== Page ==
↓↓↓

This production boasts a powerhouse lead cast that will take on multiple roles across the three one-acts, including soprano Corinne Winters, a 2024 Gramophone Award winner, in her company debut, joined by three adored Houston favorites: mezzo-soprano Jamie Barton, bass-baritone Ryan McKinny, and tenor Arturo Chacón-Cruz. Maestro Patrick Summers conducts.
The company’s winter repertoire will launch with the Houston premiere of composer Kevin Puts and librettist Mark Campbell’s Pulitzer Prize-winning 2011 opera Silent Night, inspired by the 2005 film Joyeux Noël. Presented in a revised version co-produced by HGO and the Metropolitan Opera, the opera captures the real-life Christmas truce of 1914, during World War I, when one soldier’s defiant caroling sparks a ceasefire, leading to an unforgettable night of shared humanity, soccer, and song.
Directed by James Robinson, this trilingual production features a superlative lead cast that
includes tenor Duke Kim as German opera singer/soldier Nikolaus Sprink with soprano Sylvia
D’Eramo as his diva lover, Anna Sørensen, joined by bass-baritone Ryan McKinny, baritone Iurii
Samoilov, and baritone Thomas Glass as the story’s three lieutenants. Dynamic young conductor
Kensho Watanabe makes his company debut at the podium.

↑↑↑

== Task 1 ==
From the opera announcement, output the words starting at "The company’s winter" and ending at "soccer, and song.".
== Task 2 ==
According to the opera announcement, what film inspired the opera Silent Night?

== Listed records ==
↓↓↓

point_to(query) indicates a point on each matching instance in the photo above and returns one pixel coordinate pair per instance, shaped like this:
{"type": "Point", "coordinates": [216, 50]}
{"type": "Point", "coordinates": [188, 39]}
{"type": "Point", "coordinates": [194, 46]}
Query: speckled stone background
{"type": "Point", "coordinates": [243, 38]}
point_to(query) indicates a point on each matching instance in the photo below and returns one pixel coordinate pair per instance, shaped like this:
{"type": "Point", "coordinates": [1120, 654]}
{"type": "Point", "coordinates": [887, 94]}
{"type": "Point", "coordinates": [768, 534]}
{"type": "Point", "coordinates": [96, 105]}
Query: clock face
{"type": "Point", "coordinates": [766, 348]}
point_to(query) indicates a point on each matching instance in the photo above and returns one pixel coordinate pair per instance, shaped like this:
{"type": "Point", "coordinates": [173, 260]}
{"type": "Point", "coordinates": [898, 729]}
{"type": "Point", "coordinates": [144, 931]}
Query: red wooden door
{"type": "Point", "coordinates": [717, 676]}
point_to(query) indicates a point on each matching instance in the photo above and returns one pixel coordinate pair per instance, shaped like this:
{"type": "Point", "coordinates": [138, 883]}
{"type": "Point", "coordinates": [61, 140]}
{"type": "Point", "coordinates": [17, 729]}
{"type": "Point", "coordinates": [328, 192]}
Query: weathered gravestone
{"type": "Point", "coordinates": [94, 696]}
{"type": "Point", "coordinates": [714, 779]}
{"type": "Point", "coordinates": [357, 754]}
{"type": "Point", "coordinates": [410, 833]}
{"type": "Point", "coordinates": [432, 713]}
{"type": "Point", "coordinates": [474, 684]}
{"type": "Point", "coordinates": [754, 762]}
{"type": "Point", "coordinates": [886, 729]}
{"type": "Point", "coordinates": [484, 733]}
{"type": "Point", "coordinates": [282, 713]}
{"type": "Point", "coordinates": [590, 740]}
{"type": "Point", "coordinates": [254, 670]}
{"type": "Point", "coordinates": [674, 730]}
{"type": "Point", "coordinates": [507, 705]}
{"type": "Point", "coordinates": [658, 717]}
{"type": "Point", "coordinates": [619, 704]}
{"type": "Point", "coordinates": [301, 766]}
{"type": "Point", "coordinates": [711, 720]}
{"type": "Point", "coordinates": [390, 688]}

↑↑↑

== Complete response 1 ==
The company’s winter repertoire will launch with the Houston premiere of composer Kevin Puts and librettist Mark Campbell’s Pulitzer Prize-winning 2011 opera Silent Night, inspired by the 2005 film Joyeux Noël. Presented in a revised version co-produced by HGO and the Metropolitan Opera, the opera captures the real-life Christmas truce of 1914, during World War I, when one soldier’s defiant caroling sparks a ceasefire, leading to an unforgettable night of shared humanity, soccer, and song.

== Complete response 2 ==
The 2005 film Joyeux Noël.